## Problem details:
From the first line to the last, restate the material word for word, omitting pictures.

━━ Records for this exercise

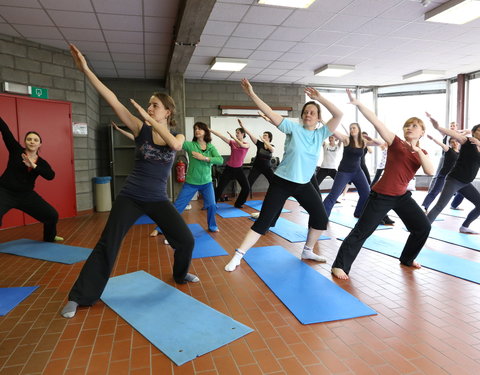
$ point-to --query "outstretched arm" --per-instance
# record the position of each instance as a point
(384, 132)
(220, 135)
(125, 133)
(252, 137)
(132, 122)
(334, 111)
(441, 144)
(274, 117)
(451, 133)
(175, 142)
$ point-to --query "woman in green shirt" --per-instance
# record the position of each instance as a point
(201, 155)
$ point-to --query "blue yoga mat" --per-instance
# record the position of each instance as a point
(11, 297)
(226, 211)
(257, 205)
(177, 324)
(52, 252)
(349, 221)
(291, 231)
(461, 239)
(144, 219)
(449, 264)
(311, 297)
(205, 245)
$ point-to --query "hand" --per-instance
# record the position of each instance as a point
(29, 162)
(78, 58)
(312, 93)
(351, 98)
(198, 155)
(247, 87)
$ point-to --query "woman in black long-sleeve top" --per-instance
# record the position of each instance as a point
(18, 181)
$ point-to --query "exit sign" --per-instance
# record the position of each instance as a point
(38, 92)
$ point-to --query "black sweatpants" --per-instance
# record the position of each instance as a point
(376, 208)
(231, 173)
(125, 211)
(34, 205)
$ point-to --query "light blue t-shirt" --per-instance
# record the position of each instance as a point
(302, 150)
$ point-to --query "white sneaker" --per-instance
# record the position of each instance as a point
(312, 256)
(467, 230)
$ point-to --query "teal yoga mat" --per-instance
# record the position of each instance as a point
(349, 221)
(177, 324)
(311, 297)
(11, 297)
(454, 237)
(226, 211)
(449, 264)
(257, 205)
(291, 231)
(52, 252)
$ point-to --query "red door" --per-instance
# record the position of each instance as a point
(8, 111)
(52, 121)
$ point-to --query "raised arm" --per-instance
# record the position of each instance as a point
(384, 132)
(220, 135)
(252, 137)
(334, 111)
(132, 122)
(125, 133)
(451, 133)
(441, 144)
(175, 142)
(274, 117)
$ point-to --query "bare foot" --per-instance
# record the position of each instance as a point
(339, 273)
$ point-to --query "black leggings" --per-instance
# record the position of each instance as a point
(231, 173)
(279, 191)
(34, 205)
(125, 211)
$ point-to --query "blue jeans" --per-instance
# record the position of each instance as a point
(186, 195)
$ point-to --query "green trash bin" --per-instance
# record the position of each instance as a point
(103, 195)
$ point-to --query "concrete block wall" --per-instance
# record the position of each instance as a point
(38, 65)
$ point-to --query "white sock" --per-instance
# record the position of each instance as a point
(308, 253)
(235, 261)
(69, 310)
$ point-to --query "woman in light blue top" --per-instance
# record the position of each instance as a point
(292, 177)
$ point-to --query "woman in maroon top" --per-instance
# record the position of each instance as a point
(390, 193)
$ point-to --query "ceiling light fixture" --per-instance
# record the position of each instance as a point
(423, 75)
(455, 11)
(334, 70)
(288, 3)
(228, 64)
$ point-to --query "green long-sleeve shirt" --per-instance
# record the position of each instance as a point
(199, 171)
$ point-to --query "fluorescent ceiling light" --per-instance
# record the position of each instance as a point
(228, 64)
(424, 74)
(288, 3)
(334, 70)
(455, 11)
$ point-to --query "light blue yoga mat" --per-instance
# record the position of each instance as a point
(311, 297)
(52, 252)
(177, 324)
(449, 264)
(471, 241)
(291, 231)
(205, 245)
(257, 205)
(11, 297)
(349, 221)
(227, 211)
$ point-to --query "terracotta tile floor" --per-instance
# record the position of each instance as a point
(427, 322)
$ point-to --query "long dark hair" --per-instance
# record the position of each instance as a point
(201, 125)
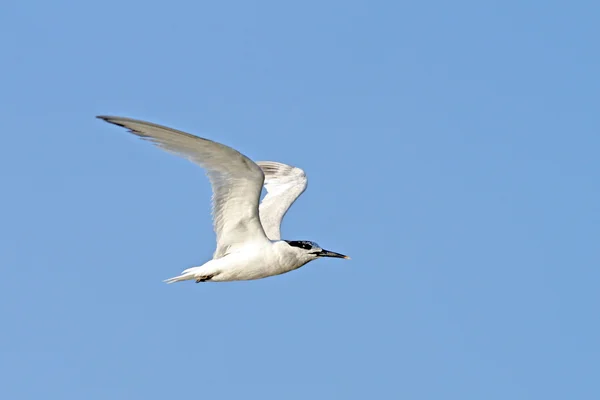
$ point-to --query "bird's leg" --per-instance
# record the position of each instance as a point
(204, 278)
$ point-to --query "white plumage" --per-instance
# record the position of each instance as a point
(249, 244)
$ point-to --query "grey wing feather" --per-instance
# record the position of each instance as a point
(284, 184)
(236, 180)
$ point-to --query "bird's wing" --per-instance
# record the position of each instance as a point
(236, 180)
(284, 184)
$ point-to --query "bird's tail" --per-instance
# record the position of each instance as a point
(188, 274)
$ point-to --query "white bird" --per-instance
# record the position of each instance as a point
(249, 245)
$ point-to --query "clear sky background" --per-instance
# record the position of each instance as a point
(451, 149)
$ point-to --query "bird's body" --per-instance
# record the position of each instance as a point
(254, 262)
(249, 245)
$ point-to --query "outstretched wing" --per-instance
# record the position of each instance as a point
(284, 184)
(236, 180)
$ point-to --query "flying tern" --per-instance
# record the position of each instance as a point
(249, 244)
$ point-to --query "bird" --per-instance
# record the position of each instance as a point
(249, 244)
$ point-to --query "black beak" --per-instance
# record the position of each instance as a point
(327, 253)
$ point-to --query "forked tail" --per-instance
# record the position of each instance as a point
(187, 275)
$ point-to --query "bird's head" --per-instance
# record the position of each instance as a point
(312, 251)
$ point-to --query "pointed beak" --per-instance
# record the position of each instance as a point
(327, 253)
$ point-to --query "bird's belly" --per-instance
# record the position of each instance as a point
(241, 267)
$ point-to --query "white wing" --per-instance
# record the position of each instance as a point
(284, 184)
(236, 180)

━━━━

## Finished task:
$ point-to --query "outstretched arm" --per-instance
# record the position of each instance as a point
(384, 132)
(220, 135)
(125, 133)
(252, 137)
(132, 122)
(334, 111)
(441, 144)
(274, 117)
(451, 133)
(175, 142)
$ point-to --query "woman in green shirt" --per-instance
# record the position of each instance as a point
(201, 155)
$ point-to --query "blue yoga mat" --per-instance
# record the position of each instance as a point
(11, 297)
(226, 211)
(257, 205)
(177, 324)
(52, 252)
(349, 221)
(291, 231)
(461, 239)
(144, 219)
(449, 264)
(311, 297)
(205, 245)
$ point-to --query "hand" --per-instance
# record the position of each instance as a point
(29, 162)
(78, 58)
(312, 93)
(351, 98)
(198, 155)
(247, 87)
$ point-to --query "woman in black long-sleeve top" --per-instance
# record the position of each instance as a point
(18, 181)
$ point-to --query "exit sign" --per-instance
# record the position of each instance as a point
(38, 92)
$ point-to --query "black sweatpants" --per-instance
# record the position of each instance as a point
(376, 208)
(231, 173)
(125, 211)
(34, 205)
$ point-to --query "light blue t-shirt" --per-instance
# record the position of each instance as a point
(302, 150)
$ point-to --query "white sneaker" --per-instance
# record the position of each instance as a point
(312, 256)
(467, 230)
$ point-to --query "teal yoga mat" --per-instance
# record the position of each instance as a point
(349, 221)
(177, 324)
(311, 297)
(11, 297)
(454, 237)
(226, 211)
(449, 264)
(257, 205)
(291, 231)
(52, 252)
$ point-to --query "red door" --per-instance
# record the position of each instance as a point
(8, 111)
(52, 121)
$ point-to --query "raised arm" --per-instance
# record the position of each instance as a point
(384, 132)
(220, 135)
(252, 137)
(334, 111)
(132, 122)
(125, 133)
(451, 133)
(441, 144)
(175, 142)
(274, 117)
$ point-to --query "bare foot" --per-instance
# record the position of each instance as a point
(339, 273)
$ point-to --query "black leggings" --per-instance
# record the position of each instance as a point
(231, 173)
(279, 191)
(34, 205)
(125, 211)
$ point-to --query "blue jeans" --per-instance
# record the position of each instance as a point
(186, 195)
$ point-to --query "green trash bin" --per-instance
# record the position of each instance as a point
(103, 195)
$ point-to --query "concrete block wall" --per-instance
# record the position of each instance as a point
(38, 65)
$ point-to --query "white sock" --per-instance
# record the position of each instance as a point
(308, 253)
(235, 261)
(69, 310)
$ point-to --query "woman in light blue top" --per-instance
# record the position of each instance as a point
(292, 177)
$ point-to --query "woman in maroon top" --per-instance
# record the position of each instance as a point
(390, 193)
$ point-to --query "ceiling light fixture" --per-instance
# record the position of each instance as a point
(423, 75)
(455, 11)
(334, 70)
(288, 3)
(228, 64)
$ point-to --query "green long-sleeve shirt" --per-instance
# record the position of each instance as a point
(199, 171)
$ point-to --query "fluorescent ceiling light" --per-instance
# record the position of each instance as a point
(228, 64)
(424, 74)
(288, 3)
(334, 70)
(455, 11)
$ point-to --query "light blue yoga mat" --per-instance
# record the position of each instance as a point
(311, 297)
(52, 252)
(177, 324)
(449, 264)
(471, 241)
(291, 231)
(205, 245)
(257, 205)
(11, 297)
(349, 221)
(227, 211)
$ point-to --query "terracotta tile floor" --per-instance
# record the position of each instance as a point
(427, 322)
$ point-to --query "long dark hair" --per-instance
# record the position of each instance as a point
(201, 125)
$ point-to --query "bird's leg" --per-instance
# record the position of each instance as a point
(204, 278)
$ point-to --query "white plumage" --per-instance
# record the position of each instance as a point
(249, 244)
$ point-to --query "grey wing feather" --per-instance
# record the position of each instance as a point
(284, 184)
(236, 180)
$ point-to --query "bird's wing" --per-instance
# record the position of each instance as a point
(236, 180)
(284, 184)
$ point-to --query "bird's tail" --per-instance
# record the position of each instance as a point
(188, 274)
$ point-to --query "white bird" --per-instance
# record the position of each instance as a point
(249, 245)
$ point-to --query "clear sky background" --per-instance
# record the position of each instance as a point
(451, 149)
$ point-to --query "bird's body" --per-instance
# record the position of each instance as a point
(254, 262)
(249, 245)
$ point-to --query "outstretched wing" --per-instance
# record the position of each instance as a point
(284, 184)
(236, 180)
$ point-to --query "flying tern" --per-instance
# record the position of each instance as a point
(249, 244)
$ point-to --query "bird" --per-instance
# record the position of each instance as a point
(249, 244)
$ point-to --query "black beak" --per-instance
# record the position of each instance as a point
(327, 253)
$ point-to --query "forked tail" --per-instance
# record the position of each instance as a point
(187, 275)
$ point-to --query "bird's head" --per-instance
# record the position of each instance as a point
(312, 251)
$ point-to --query "pointed beak" --per-instance
# record the position of each instance as a point
(327, 253)
$ point-to --query "bird's belly" --per-instance
# record the position of each instance as a point
(241, 267)
$ point-to --query "white wing" --per-instance
# record the position of each instance as a point
(284, 184)
(236, 180)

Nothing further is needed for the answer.